═════ EXTRACTED INFORMATION ═════

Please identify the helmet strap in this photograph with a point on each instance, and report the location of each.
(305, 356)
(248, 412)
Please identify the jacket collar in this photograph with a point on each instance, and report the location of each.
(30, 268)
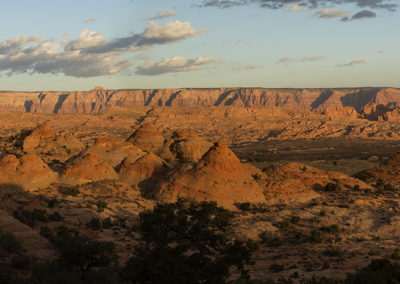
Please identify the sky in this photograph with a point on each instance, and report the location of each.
(144, 44)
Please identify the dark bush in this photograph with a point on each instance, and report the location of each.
(185, 242)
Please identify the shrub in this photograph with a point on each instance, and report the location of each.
(331, 187)
(270, 239)
(9, 242)
(55, 217)
(185, 241)
(94, 224)
(107, 223)
(101, 205)
(84, 254)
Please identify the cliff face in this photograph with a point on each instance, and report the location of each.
(370, 103)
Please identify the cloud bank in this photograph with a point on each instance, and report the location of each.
(353, 63)
(164, 14)
(175, 64)
(90, 54)
(390, 5)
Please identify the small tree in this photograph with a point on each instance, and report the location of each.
(186, 242)
(84, 254)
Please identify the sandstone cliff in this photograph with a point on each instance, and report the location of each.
(347, 102)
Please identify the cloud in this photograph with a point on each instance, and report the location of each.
(91, 54)
(293, 8)
(353, 63)
(282, 4)
(153, 34)
(164, 14)
(91, 20)
(175, 64)
(311, 59)
(240, 67)
(286, 60)
(329, 14)
(365, 14)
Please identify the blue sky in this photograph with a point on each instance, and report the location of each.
(76, 45)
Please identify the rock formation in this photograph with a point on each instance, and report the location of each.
(186, 146)
(389, 171)
(113, 150)
(289, 179)
(43, 140)
(137, 169)
(28, 171)
(146, 137)
(88, 167)
(34, 244)
(99, 99)
(218, 176)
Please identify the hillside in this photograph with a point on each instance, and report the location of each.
(369, 103)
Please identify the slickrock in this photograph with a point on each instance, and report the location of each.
(187, 146)
(289, 179)
(218, 176)
(137, 169)
(113, 150)
(88, 167)
(389, 171)
(146, 137)
(43, 140)
(98, 99)
(28, 171)
(34, 244)
(340, 111)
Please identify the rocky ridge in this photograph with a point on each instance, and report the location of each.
(370, 103)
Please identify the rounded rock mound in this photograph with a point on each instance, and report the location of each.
(146, 137)
(137, 169)
(88, 167)
(28, 171)
(113, 150)
(218, 176)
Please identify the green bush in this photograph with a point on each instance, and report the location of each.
(331, 187)
(185, 242)
(9, 242)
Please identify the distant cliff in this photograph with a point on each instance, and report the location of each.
(370, 103)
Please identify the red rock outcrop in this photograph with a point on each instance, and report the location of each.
(389, 171)
(146, 137)
(218, 176)
(113, 150)
(295, 179)
(28, 171)
(88, 167)
(99, 99)
(138, 169)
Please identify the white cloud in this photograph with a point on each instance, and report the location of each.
(287, 60)
(240, 67)
(329, 14)
(293, 8)
(164, 14)
(91, 20)
(312, 58)
(86, 39)
(353, 63)
(169, 32)
(92, 55)
(175, 64)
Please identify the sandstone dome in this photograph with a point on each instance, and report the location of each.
(113, 150)
(148, 166)
(88, 167)
(146, 137)
(28, 171)
(218, 176)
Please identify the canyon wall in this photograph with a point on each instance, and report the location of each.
(369, 103)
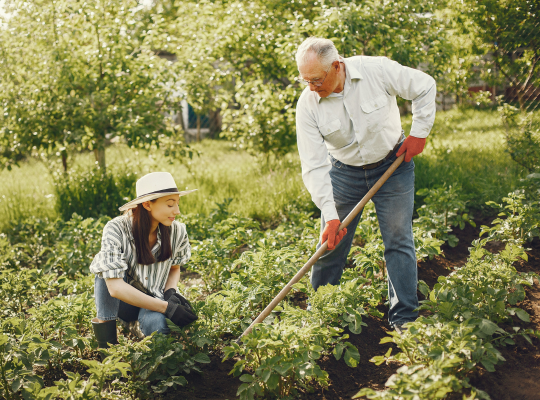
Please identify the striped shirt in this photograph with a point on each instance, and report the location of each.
(118, 256)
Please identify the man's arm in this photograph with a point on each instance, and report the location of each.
(415, 85)
(314, 159)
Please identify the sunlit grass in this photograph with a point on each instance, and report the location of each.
(25, 191)
(465, 148)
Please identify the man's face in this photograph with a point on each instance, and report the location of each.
(313, 71)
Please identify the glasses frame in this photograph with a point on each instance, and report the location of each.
(316, 83)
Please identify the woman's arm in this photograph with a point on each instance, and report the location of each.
(122, 290)
(174, 277)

═════

● **STATED GOAL**:
Transcribe the preceding listing in its entirety and with exact wording, leaving out pictures.

● **IN RESPONSE**:
Please identify the helmet strap in this photograph with a point on each instance, and report the location of each.
(305, 356)
(248, 412)
Please identify the jacket collar in this photograph with a point on each instance, and report the location of each.
(30, 268)
Please identify the sky in this photograph with a point on each instance, and report the location of each.
(144, 44)
Please identify the dark bush in this photograph with a point on each instance, and report the location of each.
(185, 242)
Please identify the shrub in this photograph with a point on each instance, and report the location of each.
(331, 187)
(270, 239)
(9, 242)
(55, 217)
(185, 241)
(94, 224)
(107, 223)
(101, 205)
(84, 254)
Please identify the cliff face in this photograph with a point on each instance, and report the location of each.
(370, 103)
Please identify the cloud bank in this photograph with a point on each instance, and report the location of each.
(353, 63)
(164, 14)
(175, 64)
(90, 54)
(390, 5)
Please identify the small tree in this photograph with a point on each instance, and report the location of each.
(186, 242)
(84, 254)
Please identify the sandstone cliff in this photograph with a point on each instance, and report the location of each.
(347, 102)
Please identify the cloud in this photograph with a point on each instance, and report the location of each.
(91, 54)
(293, 8)
(353, 63)
(282, 4)
(153, 34)
(164, 14)
(91, 20)
(175, 64)
(311, 59)
(240, 67)
(286, 60)
(329, 14)
(365, 14)
Please identify the blue sky in this photograph with a point on each instance, and report the location of each.
(76, 45)
Please identify the rock formation in this photograph with a point on each instance, and report the location of each.
(186, 146)
(389, 171)
(113, 150)
(289, 179)
(43, 140)
(137, 169)
(28, 171)
(146, 137)
(88, 167)
(34, 244)
(99, 99)
(218, 176)
Please identify the hillside in this photograph with a point on each instance, and report the location of each.
(369, 103)
Please identify the slickrock in this photograph with a point on each instance, and report the location of each.
(187, 146)
(289, 179)
(218, 176)
(137, 169)
(113, 150)
(88, 167)
(389, 171)
(146, 137)
(43, 140)
(98, 99)
(28, 171)
(34, 244)
(340, 111)
Please identify the rocky ridge in this photograph with a point on each instance, and report the location of each.
(370, 103)
Please identify the rounded rock mound in this photograph with a point on each instance, and report the location of each.
(146, 137)
(137, 169)
(88, 167)
(28, 171)
(113, 150)
(218, 176)
Please identify the green bush in this photograph with a point on each instance, and report the location of each.
(331, 187)
(185, 242)
(9, 242)
Please identify the distant cliff in this photograph with a point on each instance, and report the location of each.
(370, 103)
Please identify the red rock outcrop in this photograph with a point on each instance, and report the location of each.
(389, 171)
(146, 137)
(218, 176)
(113, 150)
(295, 179)
(28, 171)
(88, 167)
(99, 99)
(138, 169)
Please identify the white cloud in this photograph with a point on each instance, and report the location of each.
(287, 60)
(240, 67)
(329, 14)
(293, 8)
(164, 14)
(91, 20)
(312, 58)
(86, 39)
(353, 63)
(169, 32)
(92, 55)
(175, 64)
Please identify the sandstone dome in this photograph with a point on each instance, and report the location of each.
(113, 150)
(148, 166)
(88, 167)
(146, 137)
(28, 171)
(218, 176)
Please identify the canyon wall in this photograph with a point on each instance, and report the location of each.
(369, 103)
Please identify the striped shirt in this photograph with a point on each instance, and report the location of each.
(118, 256)
Please identify the man's arm in this photograph with a point on each instance, and report the location of each.
(415, 85)
(314, 159)
Please identify the sunlit grass in this photograph with a point on each instance, and report the location of each.
(25, 191)
(465, 148)
Please identify the man's face in this photograph with a point on each instance, and report the location of each.
(313, 71)
Please identify the glasses frame in this photograph with a point on each instance, and report the location of each.
(316, 83)
Please identify the woman's arm in this photograph with a point on each instance, and report the location of each.
(122, 290)
(174, 277)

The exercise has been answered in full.